* WHAT THE EXERCISE ASKS: The data beneath this task has to be reprinted character for character.

*-*-*

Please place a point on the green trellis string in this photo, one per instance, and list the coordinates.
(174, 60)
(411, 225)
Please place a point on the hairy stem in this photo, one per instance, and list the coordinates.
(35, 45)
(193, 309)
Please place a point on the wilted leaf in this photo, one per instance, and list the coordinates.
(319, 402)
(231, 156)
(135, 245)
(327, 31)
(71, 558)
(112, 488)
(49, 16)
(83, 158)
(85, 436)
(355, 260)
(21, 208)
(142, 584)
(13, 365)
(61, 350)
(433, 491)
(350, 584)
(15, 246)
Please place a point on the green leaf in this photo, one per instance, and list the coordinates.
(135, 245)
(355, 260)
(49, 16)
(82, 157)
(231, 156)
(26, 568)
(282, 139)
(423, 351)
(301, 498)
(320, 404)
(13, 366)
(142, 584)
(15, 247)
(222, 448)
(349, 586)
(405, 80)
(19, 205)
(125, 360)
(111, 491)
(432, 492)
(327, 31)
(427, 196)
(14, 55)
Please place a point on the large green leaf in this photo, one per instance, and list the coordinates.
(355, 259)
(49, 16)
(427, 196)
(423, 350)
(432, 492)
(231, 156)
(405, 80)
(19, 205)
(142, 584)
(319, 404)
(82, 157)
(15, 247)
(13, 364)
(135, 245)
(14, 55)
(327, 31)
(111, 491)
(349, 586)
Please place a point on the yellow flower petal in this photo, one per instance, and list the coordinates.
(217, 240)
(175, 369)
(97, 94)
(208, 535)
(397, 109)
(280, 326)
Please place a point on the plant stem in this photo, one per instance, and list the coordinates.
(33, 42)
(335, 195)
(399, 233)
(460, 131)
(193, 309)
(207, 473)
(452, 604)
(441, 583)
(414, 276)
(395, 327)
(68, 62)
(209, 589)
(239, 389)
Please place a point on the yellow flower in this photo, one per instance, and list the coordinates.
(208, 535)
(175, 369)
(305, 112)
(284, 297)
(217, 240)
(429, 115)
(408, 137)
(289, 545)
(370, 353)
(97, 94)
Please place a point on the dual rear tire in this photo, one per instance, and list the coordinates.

*-*-*

* OUTPUT FOR THIS EXERCISE:
Please place a point on the green trellis string in this photo, one per instance, and list the coordinates.
(174, 60)
(411, 225)
Please place a point on the hairy stem in this photo, one per instance, and list the coordinates.
(35, 45)
(193, 309)
Please place a point on the wilted leaf in this photo, one per instance, and list the coordinates.
(319, 402)
(231, 156)
(135, 245)
(327, 31)
(71, 558)
(112, 488)
(49, 16)
(83, 158)
(85, 436)
(355, 260)
(21, 208)
(142, 584)
(13, 365)
(61, 350)
(433, 491)
(350, 584)
(15, 246)
Please place a point on the green leaf in this photo, one per instance, and list the coordinates.
(135, 245)
(355, 260)
(49, 16)
(82, 157)
(231, 156)
(26, 568)
(282, 139)
(423, 351)
(301, 498)
(320, 404)
(13, 366)
(142, 584)
(15, 247)
(222, 448)
(349, 586)
(405, 80)
(19, 205)
(125, 360)
(111, 491)
(432, 492)
(327, 31)
(427, 196)
(14, 55)
Please place a point on the large green leaf in this photo, one per instance, and list the coordinates.
(355, 259)
(49, 16)
(427, 196)
(423, 350)
(432, 492)
(231, 156)
(405, 80)
(19, 205)
(142, 584)
(319, 404)
(82, 157)
(15, 247)
(13, 364)
(135, 245)
(14, 55)
(327, 31)
(111, 491)
(349, 586)
Please place a point on the yellow flower petal in this photo, one per instance, and list the coordinates.
(217, 240)
(175, 369)
(97, 94)
(208, 535)
(397, 109)
(280, 326)
Please place a point on the plant stem in this photo, one per instance, and list the coordinates.
(33, 42)
(335, 195)
(399, 233)
(460, 131)
(193, 309)
(207, 473)
(452, 604)
(441, 583)
(414, 276)
(395, 327)
(68, 62)
(209, 589)
(239, 389)
Please place a point on the yellow flower in this photo, one per instance, and list the coordinates.
(208, 535)
(175, 369)
(305, 112)
(284, 297)
(217, 240)
(429, 115)
(408, 137)
(289, 545)
(370, 353)
(97, 94)
Please place a point on the dual rear tire in this photo, one per instance, and list the coordinates.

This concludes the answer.